▶ WHAT TO WORK ON
Copy every item below, changing "Target" to "Label" wherever it occurs and leaving everything else identical.

━━━

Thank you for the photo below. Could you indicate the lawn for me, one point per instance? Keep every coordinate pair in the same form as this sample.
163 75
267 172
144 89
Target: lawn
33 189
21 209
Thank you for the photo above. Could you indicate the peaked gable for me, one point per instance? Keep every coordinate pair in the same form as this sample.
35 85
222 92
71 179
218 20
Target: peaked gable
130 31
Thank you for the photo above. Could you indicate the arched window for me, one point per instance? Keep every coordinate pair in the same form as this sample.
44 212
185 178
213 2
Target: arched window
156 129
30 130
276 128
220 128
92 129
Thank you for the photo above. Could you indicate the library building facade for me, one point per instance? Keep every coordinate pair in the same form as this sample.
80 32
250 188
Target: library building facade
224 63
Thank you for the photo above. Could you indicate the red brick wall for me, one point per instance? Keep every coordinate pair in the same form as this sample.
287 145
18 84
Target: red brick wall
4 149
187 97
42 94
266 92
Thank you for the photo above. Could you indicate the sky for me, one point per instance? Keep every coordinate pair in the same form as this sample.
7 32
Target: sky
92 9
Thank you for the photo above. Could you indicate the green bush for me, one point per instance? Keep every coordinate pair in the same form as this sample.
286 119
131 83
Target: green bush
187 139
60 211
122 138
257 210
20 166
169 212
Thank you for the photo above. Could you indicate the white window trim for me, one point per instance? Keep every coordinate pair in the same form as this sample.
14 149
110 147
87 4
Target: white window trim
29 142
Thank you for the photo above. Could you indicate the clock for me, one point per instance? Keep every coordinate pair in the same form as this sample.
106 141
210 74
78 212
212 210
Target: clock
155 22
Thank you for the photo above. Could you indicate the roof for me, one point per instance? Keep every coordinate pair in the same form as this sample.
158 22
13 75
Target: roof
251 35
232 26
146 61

━━━

▶ EXERCISE ANSWER
Thank you for the photo below. Could you indicate the lawn for me, one point per instance? Keep every coordinate pair in the same form as this sample.
163 75
267 172
144 89
Label: lawn
33 189
21 209
Thank you for the photo above. Could you indicate the peaked gable for me, one point per instance? Keep every coordinate pair in the same form as this sample.
35 85
222 92
71 179
218 20
Label: peaked gable
130 31
Thank you for the photo above. Could you indicate the arched window for me, one point per instance? Keep every coordinate pair in the same form as this sample.
44 212
185 178
213 2
Label: arched window
156 129
30 130
276 128
220 128
92 129
Thank you for the photo above. Could you indicate the library building facade for me, one point per instance? Keep every coordinate pair in the same form as this sample.
80 32
250 188
Label: library building facade
224 63
Thank you for the photo above. Could you indicate the red brick wall for me, one point per instance? Keep every coordinate pair in the same form as this sample.
287 145
18 84
Label: red brick wall
4 149
187 97
42 94
266 92
Thank you for the photo above. Could you indicate the sky for me, one point per instance? Keep every coordinate pair in the same form as this sample.
7 32
Label: sky
92 9
Thank you for the photo above. Could you indicate the green bush for me, one point per instance? Keep every coordinate pair in the same form as this sample.
286 119
131 83
Label: green bush
187 139
60 211
122 138
257 210
20 166
169 212
Thank you for the photo above. Could you indicate the white window trim for me, one point per instance? Keep every coordinate pair in the same form as this sample.
14 149
110 147
87 4
Label: white window trim
29 142
Thank you for the photo above. Could you indicate the clock for me, one point per instance? Keep every coordinate pair in the same form as this sample.
106 141
210 74
78 212
212 210
Label: clock
155 22
Thank you for the photo above. Could you indicate the roof for me, one point per instance? Keep every coordinate pair in the same form as this sample.
158 22
13 75
Label: roof
251 35
232 26
146 61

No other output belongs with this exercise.